Task goal:
Put all of the data below into a numbered list with one line per number, skipping any blank lines. Leave the pictures out.

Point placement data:
## BEGIN

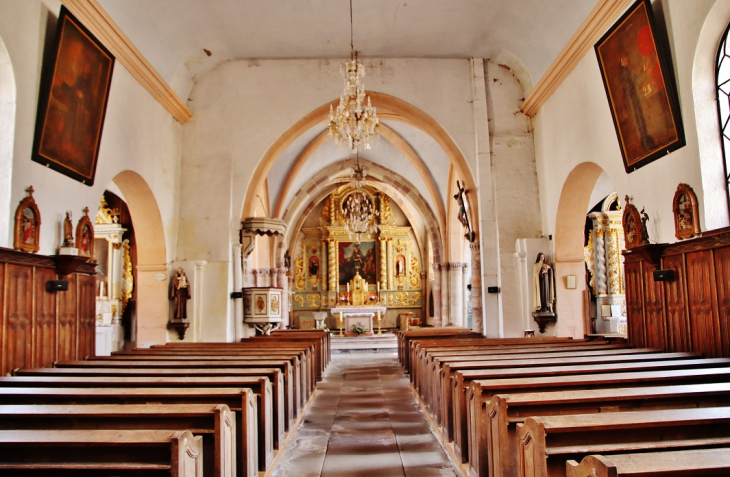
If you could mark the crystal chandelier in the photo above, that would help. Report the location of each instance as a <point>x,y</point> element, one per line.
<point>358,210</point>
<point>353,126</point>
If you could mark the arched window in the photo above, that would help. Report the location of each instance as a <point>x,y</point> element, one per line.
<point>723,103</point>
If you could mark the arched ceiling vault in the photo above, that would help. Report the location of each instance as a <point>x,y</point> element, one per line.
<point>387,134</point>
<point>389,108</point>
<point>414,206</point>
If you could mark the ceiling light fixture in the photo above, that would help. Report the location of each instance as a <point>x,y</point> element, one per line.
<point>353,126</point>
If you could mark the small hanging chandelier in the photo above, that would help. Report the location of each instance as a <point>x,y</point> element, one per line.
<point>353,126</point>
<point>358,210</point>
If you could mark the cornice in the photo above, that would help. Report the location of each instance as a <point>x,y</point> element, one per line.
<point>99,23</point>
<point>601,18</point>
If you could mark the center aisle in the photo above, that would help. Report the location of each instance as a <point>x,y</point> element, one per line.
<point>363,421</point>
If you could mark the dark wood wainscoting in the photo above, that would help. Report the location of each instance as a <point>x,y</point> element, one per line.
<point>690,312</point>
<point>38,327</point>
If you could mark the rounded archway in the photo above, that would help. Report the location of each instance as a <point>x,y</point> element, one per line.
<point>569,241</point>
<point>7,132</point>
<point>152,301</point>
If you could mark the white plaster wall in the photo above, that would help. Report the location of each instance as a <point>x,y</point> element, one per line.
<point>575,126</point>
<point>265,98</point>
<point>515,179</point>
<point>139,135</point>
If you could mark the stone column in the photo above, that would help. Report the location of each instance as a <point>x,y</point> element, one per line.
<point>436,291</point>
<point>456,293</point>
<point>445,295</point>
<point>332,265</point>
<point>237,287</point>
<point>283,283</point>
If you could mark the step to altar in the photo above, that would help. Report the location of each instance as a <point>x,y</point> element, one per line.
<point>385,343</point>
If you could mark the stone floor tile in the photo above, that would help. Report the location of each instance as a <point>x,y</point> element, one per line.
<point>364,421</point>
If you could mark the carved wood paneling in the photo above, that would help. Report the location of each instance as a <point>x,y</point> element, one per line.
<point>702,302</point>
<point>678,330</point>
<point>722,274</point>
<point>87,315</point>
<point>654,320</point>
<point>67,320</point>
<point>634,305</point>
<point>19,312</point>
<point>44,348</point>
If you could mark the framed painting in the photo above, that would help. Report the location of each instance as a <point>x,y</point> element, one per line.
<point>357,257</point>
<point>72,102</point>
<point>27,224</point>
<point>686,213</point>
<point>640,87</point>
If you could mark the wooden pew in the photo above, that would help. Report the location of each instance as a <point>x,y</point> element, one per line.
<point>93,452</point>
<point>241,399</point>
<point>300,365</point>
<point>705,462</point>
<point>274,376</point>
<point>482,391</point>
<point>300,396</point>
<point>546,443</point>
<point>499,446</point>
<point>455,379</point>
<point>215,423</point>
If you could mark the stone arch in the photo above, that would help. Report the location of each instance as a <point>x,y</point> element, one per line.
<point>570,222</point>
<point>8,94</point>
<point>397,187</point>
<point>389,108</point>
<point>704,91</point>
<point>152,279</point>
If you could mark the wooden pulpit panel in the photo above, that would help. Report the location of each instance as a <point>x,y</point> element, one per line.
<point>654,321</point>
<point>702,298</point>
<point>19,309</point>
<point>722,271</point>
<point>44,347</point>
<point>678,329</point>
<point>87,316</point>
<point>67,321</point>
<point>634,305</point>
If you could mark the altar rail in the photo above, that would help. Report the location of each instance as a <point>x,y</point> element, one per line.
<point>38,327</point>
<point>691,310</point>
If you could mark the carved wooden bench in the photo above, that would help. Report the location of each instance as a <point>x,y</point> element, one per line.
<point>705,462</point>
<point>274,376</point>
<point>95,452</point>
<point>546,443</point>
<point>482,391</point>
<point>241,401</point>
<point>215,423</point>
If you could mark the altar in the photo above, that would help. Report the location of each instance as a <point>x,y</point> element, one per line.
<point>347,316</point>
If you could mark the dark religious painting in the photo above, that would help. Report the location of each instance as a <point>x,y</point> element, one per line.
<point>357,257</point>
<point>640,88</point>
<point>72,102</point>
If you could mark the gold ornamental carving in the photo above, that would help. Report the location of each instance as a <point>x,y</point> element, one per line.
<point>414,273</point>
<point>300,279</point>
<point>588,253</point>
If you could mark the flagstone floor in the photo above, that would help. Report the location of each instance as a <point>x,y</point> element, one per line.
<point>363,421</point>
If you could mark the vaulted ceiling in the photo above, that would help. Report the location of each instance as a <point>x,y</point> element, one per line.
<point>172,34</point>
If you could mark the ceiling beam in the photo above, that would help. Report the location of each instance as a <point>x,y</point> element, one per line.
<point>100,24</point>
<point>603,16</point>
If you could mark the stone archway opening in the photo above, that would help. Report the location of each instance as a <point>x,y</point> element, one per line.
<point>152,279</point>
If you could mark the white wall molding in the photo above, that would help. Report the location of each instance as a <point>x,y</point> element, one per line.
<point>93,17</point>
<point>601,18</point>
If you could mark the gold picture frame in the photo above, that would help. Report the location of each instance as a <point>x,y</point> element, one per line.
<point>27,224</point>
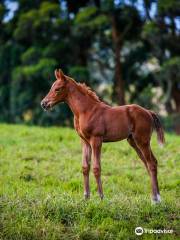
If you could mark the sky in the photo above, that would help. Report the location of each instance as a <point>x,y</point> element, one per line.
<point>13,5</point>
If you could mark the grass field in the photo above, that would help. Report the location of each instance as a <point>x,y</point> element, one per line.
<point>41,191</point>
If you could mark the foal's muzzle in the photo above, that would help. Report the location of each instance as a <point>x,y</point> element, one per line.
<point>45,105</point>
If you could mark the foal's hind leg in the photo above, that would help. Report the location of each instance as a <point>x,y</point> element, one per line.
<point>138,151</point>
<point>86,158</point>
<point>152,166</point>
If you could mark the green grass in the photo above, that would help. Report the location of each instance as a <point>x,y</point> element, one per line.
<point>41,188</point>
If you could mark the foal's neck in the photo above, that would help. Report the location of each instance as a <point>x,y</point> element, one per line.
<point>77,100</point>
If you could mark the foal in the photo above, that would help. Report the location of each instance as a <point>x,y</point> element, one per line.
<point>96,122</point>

## END

Finished task:
1. If you could mark the crystal chandelier in the photo above, that would help. Report the location of each instance as a <point>x,y</point> element, one per line.
2. <point>358,210</point>
3. <point>353,126</point>
4. If you could mark the arched window in the photo above, that would help. Report the location of each instance as a <point>x,y</point> element, one per line.
5. <point>723,103</point>
6. If you could mark the arched ceiling vault in the photo above, that would help. Report the location of each instance as a <point>x,y</point> element, one per line.
7. <point>387,134</point>
8. <point>389,108</point>
9. <point>414,206</point>
10. If you could mark the ceiling light fixture in the photo above, that would help. Report the location of each instance as a <point>x,y</point> element, one per line.
11. <point>353,126</point>
12. If you could mark the small hanging chandelier in the photo above, that would help. Report the location of each instance as a <point>x,y</point> element, one per line.
13. <point>353,126</point>
14. <point>358,210</point>
15. If you could mark the cornice in the photo above, that would help. Report the location of each instance as a <point>x,y</point> element, one per line.
16. <point>99,23</point>
17. <point>601,18</point>
18. If you could mark the center aisle in the photo above, that would help. Report the location of each instance as a <point>x,y</point> element, one per line.
19. <point>363,421</point>
20. If you could mark the dark wood wainscoting in the photo above, that would help. Report the location of each instance as a <point>x,y</point> element, one per line.
21. <point>690,312</point>
22. <point>38,327</point>
23. If you could mark the rounded archway in the photo above, that would help. Report the location of each instance as a <point>x,y</point> element, one per line.
24. <point>569,241</point>
25. <point>7,132</point>
26. <point>152,301</point>
27. If you could mark the white plaster wall in the photo above, that would help. Report the location of each instance as a <point>x,y</point> element, one per line.
28. <point>575,126</point>
29. <point>265,98</point>
30. <point>515,179</point>
31. <point>139,135</point>
32. If you could mark the stone column in the photo above, that would help. Report the location of each instance as a <point>x,y</point> element, one per line.
33. <point>436,291</point>
34. <point>456,293</point>
35. <point>445,295</point>
36. <point>332,265</point>
37. <point>237,287</point>
38. <point>283,283</point>
39. If you could mark the step to altar in the photo above, that would help. Report the location of each instance as a <point>x,y</point> element, one per line.
40. <point>385,343</point>
41. If you could mark the stone floor tile in the photo above, that would help. Report the location of each instance as a <point>x,y</point> element, one per line.
42. <point>364,421</point>
43. If you could mark the carved wood paneling in the photo above, that would help. Report the location of each instance as a <point>x,y</point> element, one per line.
44. <point>702,302</point>
45. <point>678,330</point>
46. <point>722,274</point>
47. <point>87,315</point>
48. <point>654,320</point>
49. <point>67,320</point>
50. <point>634,305</point>
51. <point>19,312</point>
52. <point>44,348</point>
53. If you could mark the framed painting in the photo above, that would help. Report the location of each instance as a <point>x,y</point> element, one per line.
54. <point>357,257</point>
55. <point>72,102</point>
56. <point>27,224</point>
57. <point>686,213</point>
58. <point>640,87</point>
59. If you could mark the wooden pew in the photo above, that would help. Report the location of each instance as a <point>x,y</point> element, one per line.
60. <point>93,452</point>
61. <point>241,399</point>
62. <point>300,365</point>
63. <point>705,462</point>
64. <point>274,376</point>
65. <point>482,391</point>
66. <point>300,396</point>
67. <point>546,443</point>
68. <point>499,446</point>
69. <point>455,379</point>
70. <point>215,423</point>
71. If you could mark the stone arch in the photo above, that would help. Report the location of each instance as a <point>x,y</point> element, one per line.
72. <point>570,222</point>
73. <point>8,94</point>
74. <point>397,187</point>
75. <point>389,108</point>
76. <point>704,91</point>
77. <point>152,279</point>
78. If you could mark the wooden pulpit panel in the photo above, that would help. Report the location of each instance as a <point>x,y</point> element, one per line.
79. <point>654,321</point>
80. <point>702,298</point>
81. <point>19,309</point>
82. <point>722,271</point>
83. <point>44,347</point>
84. <point>678,329</point>
85. <point>87,316</point>
86. <point>67,321</point>
87. <point>634,305</point>
88. If you could mark the altar rail in the photo above, that would help. Report the location of each instance as a <point>x,y</point> element, one per line.
89. <point>38,327</point>
90. <point>691,310</point>
91. If you could mark the carved wooden bench in the photo above, that would help. Report the location of each instance as a <point>x,y</point> element, one per line.
92. <point>705,462</point>
93. <point>274,376</point>
94. <point>95,452</point>
95. <point>546,443</point>
96. <point>482,391</point>
97. <point>241,401</point>
98. <point>215,423</point>
99. If you could mark the altar in the photo above, that would help. Report the location of each instance as a <point>x,y</point> element, one per line.
100. <point>347,316</point>
101. If you could mark the dark religious painting in the photo above, that would help. Report the location of each instance as a <point>x,y</point> element, one per line.
102. <point>357,257</point>
103. <point>640,88</point>
104. <point>72,102</point>
105. If you could mark the gold ornamental carving in the photo above, that would help. Report the location of each instance as a <point>x,y</point> element, one per line.
106. <point>414,273</point>
107. <point>300,279</point>
108. <point>588,253</point>
109. If you could mark the flagstone floor in the photo above, that would help. Report the location of each instance as a <point>x,y</point> element, one per line.
110. <point>363,421</point>
111. If you could mark the vaulted ceiling in the photo above, that would help. Report the location of each instance as a <point>x,y</point> element, one per line.
112. <point>172,34</point>
113. If you could mark the ceiling beam in the photo above, that would help. Report the location of each instance as a <point>x,y</point> element, one per line.
114. <point>100,24</point>
115. <point>603,16</point>
116. If you could mark the stone archway opening in the photo above, that would help. Report the location of each instance as a <point>x,y</point> element, one per line.
117. <point>152,279</point>
118. If you could mark the white wall molding in the photo above, that would help. Report the location of each instance as a <point>x,y</point> element, one per line.
119. <point>93,17</point>
120. <point>601,18</point>
121. If you could mark the gold picture frame in the photo above, that would help. Report the location of each instance as a <point>x,y</point> element, one per line.
122. <point>27,224</point>
123. If you could mark the sky in the photo above, that would help. Report the location of each instance as a <point>x,y</point> element, one per line.
124. <point>13,5</point>
125. If you could mark the grass field in the photo above, that would help. Report the location of each instance as a <point>x,y</point> element, one per line.
126. <point>41,191</point>
127. If you could mark the foal's muzzle in the photo above, that would help. Report the location of each instance as a <point>x,y</point> element, one per line.
128. <point>45,105</point>
129. If you could mark the foal's hind leg in the photo above, that would help. Report the location of each instance as a <point>x,y</point> element, one per line.
130. <point>138,151</point>
131. <point>86,158</point>
132. <point>152,166</point>
133. If you could mark the green grass in the photo above, that would help. Report the location of each instance as a <point>x,y</point> element, one per line.
134. <point>41,188</point>
135. If you could mark the foal's neck in the photo above, that would help. Report the location of each instance as a <point>x,y</point> element, one per line.
136. <point>77,100</point>
137. If you could mark the foal in the photo above, that would help. Report the location of each instance as a <point>x,y</point> element, one per line.
138. <point>96,122</point>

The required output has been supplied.